Segmentation mask data

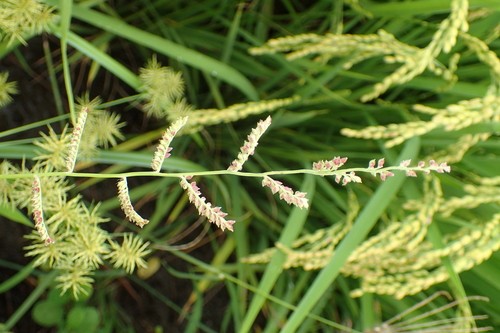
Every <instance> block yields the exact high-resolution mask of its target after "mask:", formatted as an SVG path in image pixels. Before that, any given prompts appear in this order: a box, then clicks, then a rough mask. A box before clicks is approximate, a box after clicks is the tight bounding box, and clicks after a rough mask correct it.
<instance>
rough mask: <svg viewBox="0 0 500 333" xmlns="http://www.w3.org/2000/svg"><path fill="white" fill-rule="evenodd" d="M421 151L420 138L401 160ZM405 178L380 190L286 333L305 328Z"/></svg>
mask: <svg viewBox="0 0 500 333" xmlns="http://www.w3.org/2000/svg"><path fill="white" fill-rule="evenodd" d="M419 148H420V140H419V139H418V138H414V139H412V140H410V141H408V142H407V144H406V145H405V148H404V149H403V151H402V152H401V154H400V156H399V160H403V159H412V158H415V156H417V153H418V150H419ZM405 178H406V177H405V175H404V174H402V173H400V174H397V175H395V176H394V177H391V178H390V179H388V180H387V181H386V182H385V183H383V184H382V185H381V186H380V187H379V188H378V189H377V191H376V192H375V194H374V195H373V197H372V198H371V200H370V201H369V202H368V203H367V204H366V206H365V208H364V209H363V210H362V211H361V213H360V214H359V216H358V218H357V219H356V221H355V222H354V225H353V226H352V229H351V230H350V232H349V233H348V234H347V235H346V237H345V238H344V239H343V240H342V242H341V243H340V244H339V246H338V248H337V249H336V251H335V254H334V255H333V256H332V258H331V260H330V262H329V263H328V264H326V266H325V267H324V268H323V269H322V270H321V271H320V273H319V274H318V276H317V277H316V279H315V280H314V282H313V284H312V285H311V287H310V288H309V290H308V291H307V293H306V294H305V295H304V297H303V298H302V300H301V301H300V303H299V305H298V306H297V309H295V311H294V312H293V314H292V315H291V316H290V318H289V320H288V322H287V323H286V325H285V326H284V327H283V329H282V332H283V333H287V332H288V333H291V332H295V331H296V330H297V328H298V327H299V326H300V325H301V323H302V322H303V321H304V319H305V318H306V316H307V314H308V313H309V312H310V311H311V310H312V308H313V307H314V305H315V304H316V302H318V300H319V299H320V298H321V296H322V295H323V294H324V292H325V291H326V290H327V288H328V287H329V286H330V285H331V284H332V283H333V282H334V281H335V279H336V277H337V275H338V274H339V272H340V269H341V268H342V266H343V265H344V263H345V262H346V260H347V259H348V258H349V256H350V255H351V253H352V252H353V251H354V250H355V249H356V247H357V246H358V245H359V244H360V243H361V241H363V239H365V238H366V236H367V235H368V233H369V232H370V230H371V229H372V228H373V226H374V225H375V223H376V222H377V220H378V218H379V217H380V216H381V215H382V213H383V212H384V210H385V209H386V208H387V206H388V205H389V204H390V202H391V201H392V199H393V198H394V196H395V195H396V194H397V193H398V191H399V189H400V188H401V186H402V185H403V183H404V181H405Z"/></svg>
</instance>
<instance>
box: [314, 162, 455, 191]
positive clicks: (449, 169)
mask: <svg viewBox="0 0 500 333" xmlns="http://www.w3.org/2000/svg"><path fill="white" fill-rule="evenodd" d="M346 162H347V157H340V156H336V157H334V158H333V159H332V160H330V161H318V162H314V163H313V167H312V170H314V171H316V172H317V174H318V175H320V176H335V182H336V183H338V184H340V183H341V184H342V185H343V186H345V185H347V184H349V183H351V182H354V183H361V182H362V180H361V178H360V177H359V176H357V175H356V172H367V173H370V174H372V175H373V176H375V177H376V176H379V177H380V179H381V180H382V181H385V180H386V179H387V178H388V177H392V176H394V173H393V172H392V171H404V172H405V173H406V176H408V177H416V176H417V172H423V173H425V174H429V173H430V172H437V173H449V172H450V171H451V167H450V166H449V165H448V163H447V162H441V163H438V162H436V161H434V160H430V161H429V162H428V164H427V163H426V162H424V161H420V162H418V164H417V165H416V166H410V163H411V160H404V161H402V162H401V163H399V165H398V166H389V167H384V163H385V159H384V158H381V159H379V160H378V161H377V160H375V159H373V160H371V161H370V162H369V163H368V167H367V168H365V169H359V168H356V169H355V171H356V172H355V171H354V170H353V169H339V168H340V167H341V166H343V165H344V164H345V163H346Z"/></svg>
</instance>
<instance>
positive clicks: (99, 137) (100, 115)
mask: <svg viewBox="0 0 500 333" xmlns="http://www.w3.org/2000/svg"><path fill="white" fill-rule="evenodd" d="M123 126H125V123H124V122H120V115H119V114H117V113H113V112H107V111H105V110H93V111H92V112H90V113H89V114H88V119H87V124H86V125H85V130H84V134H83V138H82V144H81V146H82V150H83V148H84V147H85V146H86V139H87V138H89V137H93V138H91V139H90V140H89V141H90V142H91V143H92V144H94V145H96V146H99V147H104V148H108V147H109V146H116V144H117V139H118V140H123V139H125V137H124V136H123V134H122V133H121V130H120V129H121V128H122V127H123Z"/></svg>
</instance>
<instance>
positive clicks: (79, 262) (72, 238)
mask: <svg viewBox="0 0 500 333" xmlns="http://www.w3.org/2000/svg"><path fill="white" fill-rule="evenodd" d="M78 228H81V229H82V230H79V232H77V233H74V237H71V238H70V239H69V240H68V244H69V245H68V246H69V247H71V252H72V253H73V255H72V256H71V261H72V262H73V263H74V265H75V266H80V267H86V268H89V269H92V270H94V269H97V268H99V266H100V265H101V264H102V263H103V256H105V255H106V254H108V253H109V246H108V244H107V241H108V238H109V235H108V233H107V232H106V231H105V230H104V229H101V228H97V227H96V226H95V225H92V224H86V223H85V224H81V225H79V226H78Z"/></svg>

Exercise instructions: Count the lines above that contain the string "positive", matching case exactly, and give only the number.

Output of the task: 3